分析対象の文章 -
———
これまで見てきたように、日本には医療を受けるにあたり、手厚い公的保険が整備されています。高額な治療費がかかった場合でも、高額療養費制度などにより自己負担金額を抑えることができます。 現在、貯蓄などの資産があり、健康にも問題がない場合は、民間の医療保険に入らないという選択肢もあります。 ご自身の年齢や生活習慣を鑑み、先述の平均的な療養費などを参考に必要最低限の保険を検討してください。 また、企業や団体に勤めるビジネスパーソンには傷病手当が支給されますが、自営業者にはありません。収入が途絶えてしまうリスクに備えて、「就労不能保険」を検討するのも良いでしょう。

大きなライフイベントに備えて

人生の大きなライフイベントとして、自宅の購入と子どもの進学が挙げられます。 これらに関係する2つの保険、団体信用保険と学資保険について解説します。

団体信用保険
住宅を購入し、民間金融機関で住宅ローンを組む際に、必ず検討しなければならないのが団体信用保険です。団体信用保険(団信)とは、住宅ローン債務者(被保険者)がローン返済期間中に死亡した場合、住宅ローンの残高を生命保険会社が代わって返済してくれる保険のことです。 民間金融機関で住宅ローンを組む際には、加入が義務づけられます。
———
与えられた一覧 -
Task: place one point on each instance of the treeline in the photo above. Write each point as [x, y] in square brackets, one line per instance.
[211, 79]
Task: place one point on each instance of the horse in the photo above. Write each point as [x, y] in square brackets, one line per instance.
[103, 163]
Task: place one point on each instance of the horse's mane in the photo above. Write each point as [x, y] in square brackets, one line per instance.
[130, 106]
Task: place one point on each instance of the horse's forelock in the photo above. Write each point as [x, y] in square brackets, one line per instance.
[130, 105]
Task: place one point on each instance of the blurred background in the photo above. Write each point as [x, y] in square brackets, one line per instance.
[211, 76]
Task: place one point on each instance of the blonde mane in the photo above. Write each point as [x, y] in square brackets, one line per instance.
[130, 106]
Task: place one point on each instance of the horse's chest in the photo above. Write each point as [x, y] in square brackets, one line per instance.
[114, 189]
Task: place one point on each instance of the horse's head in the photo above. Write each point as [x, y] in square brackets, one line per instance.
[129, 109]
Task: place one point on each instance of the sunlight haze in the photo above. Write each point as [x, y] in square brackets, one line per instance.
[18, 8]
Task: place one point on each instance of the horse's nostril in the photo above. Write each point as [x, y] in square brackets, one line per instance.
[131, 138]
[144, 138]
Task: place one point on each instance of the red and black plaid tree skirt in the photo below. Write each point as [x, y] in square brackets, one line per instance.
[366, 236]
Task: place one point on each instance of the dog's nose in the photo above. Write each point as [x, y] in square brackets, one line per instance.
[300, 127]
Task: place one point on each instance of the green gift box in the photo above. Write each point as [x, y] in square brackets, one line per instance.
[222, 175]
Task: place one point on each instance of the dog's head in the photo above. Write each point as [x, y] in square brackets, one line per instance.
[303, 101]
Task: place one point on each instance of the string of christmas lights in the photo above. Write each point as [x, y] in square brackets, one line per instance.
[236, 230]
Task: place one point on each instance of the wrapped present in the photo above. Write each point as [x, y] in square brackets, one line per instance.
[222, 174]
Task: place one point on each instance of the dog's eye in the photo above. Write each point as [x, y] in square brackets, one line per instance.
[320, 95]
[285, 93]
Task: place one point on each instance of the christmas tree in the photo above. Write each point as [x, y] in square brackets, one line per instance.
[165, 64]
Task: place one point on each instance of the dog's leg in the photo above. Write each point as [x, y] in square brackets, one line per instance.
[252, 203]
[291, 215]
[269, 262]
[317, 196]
———
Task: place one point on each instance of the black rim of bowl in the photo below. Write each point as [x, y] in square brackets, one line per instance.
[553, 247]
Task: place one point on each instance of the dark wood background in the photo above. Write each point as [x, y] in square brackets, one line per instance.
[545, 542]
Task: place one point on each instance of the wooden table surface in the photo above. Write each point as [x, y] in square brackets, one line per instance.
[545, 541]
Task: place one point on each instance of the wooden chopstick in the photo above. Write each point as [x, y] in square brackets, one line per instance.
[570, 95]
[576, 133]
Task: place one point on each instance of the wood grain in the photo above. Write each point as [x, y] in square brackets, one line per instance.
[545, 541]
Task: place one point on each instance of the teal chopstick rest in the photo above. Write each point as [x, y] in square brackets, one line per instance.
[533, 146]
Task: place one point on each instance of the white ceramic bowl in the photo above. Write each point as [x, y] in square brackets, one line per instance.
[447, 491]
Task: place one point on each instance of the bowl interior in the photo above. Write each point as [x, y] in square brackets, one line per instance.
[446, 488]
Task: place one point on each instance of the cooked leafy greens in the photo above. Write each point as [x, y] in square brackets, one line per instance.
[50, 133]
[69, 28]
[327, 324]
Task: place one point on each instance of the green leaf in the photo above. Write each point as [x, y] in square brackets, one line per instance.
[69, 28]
———
課題の条件 -
**A.** 次の(i)〜(iii)が保険に関する文章の内容と合っているかどうかを、それぞれ「はい」か「いいえ」で答え、判断の根拠となる文章中の語句をそのまま引用せよ。(i) 自営業者にも傷病手当が支給される。(ii) 民間金融機関で住宅ローンを組む際には、団体信用保険への加入が義務づけられる。(iii) 資産があり健康に問題がない場合でも、民間の医療保険には必ず入らなければならない。
**B.** 保険に関する文章によると、団体信用保険では、住宅ローン債務者がローン返済期間中に死亡した場合、住宅ローンの残高を誰が代わって返済するか。
**C.** 保険に関する文章に名前の出てくる保険を、「公的保険」と「生命保険会社」を除いてすべて挙げよ。

記述解答 -
**A.**
(i) いいえ。「企業や団体に勤めるビジネスパーソンには傷病手当が支給されますが、自営業者にはありません。」
(ii) はい。「民間金融機関で住宅ローンを組む際には、加入が義務づけられます。」
(iii) いいえ。「民間の医療保険に入らないという選択肢もあります。」

**B.** 生命保険会社が代わって返済する。

**C.** 民間の医療保険、就労不能保険、団体信用保険(団信)、学資保険